» Given text

------

Shuriks Picks, February 2011


Fiction

Riddle Child by Annelie Botes, Viking, $18.00


One in 100 U.S. children has an autism spectrum disorder (ASD), and the rate appears to be growing. Cause and treatment remain unknown. A recent study shows a correlation between autism and closely spaced births. Controversy has swirled around its link to vaccines. Now Andrew Wakefield, the main proponent of vaccines as the culprit theory, is accused of fraud by the medical establishment and allegedly received $680,000 from Richard Barr, a lawyer “looking for lawsuits.”

------

» Stored data
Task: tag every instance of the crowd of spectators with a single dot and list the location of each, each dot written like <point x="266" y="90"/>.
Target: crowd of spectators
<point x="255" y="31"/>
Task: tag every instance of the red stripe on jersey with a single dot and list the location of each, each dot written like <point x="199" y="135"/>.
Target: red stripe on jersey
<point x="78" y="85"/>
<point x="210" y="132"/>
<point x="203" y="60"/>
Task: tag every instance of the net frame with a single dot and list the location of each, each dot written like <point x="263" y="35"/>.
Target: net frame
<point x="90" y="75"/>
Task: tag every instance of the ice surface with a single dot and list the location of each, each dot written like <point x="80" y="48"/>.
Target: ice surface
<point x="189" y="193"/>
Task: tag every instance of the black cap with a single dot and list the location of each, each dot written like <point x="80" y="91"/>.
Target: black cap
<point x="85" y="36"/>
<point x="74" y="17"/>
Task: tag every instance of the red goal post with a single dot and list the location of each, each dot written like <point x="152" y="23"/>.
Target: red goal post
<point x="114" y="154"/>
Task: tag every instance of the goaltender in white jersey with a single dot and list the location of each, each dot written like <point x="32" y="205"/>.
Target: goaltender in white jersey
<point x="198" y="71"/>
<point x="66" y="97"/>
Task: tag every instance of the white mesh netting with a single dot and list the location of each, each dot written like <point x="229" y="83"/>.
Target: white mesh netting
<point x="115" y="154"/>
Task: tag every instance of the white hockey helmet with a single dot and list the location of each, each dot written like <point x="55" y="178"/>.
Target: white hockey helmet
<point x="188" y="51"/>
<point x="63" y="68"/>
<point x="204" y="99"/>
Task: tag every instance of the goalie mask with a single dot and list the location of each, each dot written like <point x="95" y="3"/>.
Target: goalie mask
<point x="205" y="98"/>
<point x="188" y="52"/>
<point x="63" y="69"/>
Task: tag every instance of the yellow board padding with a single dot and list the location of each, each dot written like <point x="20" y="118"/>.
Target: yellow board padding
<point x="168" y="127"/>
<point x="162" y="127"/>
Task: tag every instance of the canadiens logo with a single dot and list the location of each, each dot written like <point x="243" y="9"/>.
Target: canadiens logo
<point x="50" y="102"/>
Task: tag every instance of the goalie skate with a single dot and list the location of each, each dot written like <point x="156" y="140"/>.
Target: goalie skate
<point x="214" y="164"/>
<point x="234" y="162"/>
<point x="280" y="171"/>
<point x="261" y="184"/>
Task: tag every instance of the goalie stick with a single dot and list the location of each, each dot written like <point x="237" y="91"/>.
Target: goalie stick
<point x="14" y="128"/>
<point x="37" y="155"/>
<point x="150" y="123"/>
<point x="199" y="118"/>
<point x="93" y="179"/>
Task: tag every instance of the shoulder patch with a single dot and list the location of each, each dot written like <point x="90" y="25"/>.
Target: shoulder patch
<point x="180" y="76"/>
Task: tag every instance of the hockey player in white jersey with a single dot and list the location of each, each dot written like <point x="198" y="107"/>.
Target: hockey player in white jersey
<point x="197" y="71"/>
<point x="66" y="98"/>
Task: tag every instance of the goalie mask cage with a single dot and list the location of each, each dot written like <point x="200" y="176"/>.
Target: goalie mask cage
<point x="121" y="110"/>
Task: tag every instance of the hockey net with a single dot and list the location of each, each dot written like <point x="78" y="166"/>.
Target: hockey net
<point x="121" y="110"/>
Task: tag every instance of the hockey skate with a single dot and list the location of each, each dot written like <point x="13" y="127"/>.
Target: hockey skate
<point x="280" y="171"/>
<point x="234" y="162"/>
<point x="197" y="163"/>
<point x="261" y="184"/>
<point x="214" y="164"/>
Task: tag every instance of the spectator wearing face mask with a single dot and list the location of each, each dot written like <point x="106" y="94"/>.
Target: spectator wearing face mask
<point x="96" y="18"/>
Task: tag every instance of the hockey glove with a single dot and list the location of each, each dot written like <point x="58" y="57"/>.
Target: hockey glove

------

Extend the February 2011 book picks, picking up right after its last sentence.

» Expected answer
Riddle Child tackles the story beyond the cold statistic. It starts with the suspicious death of Alexander, an autistic nine-year-old boy. After a harrowing interrogation, police arrest his mother Ingrid Dorfling, convinced she murdered him. But did she? Set in South Africa, the novel chronicles the stress suffered by middle class parents of a severely handicapped child living in a small town that lacks support services. When experts fail to provide answers, Ingrid’s obsession to care for Alexander intensifies and leads to tragic consequences. Although she loves him, he rejects her. His bizarre and violent behavior drives away family members and acquaintances and leaves her isolated, exhausted, and in financial trouble. Only the elderly, colored housekeeper Miriam Slangveld remains. Central to the denouement is the strong bond between Ingrid and Miriam that transcends their differences in age, race, religion, and socioeconomic status.


Annelie Botes has created an unforgettable literary mystery. The writing is exquisite, the characters superbly drawn. She captures the toll severe autism can take and Western societies‘ shortcomings in dealing with the problem.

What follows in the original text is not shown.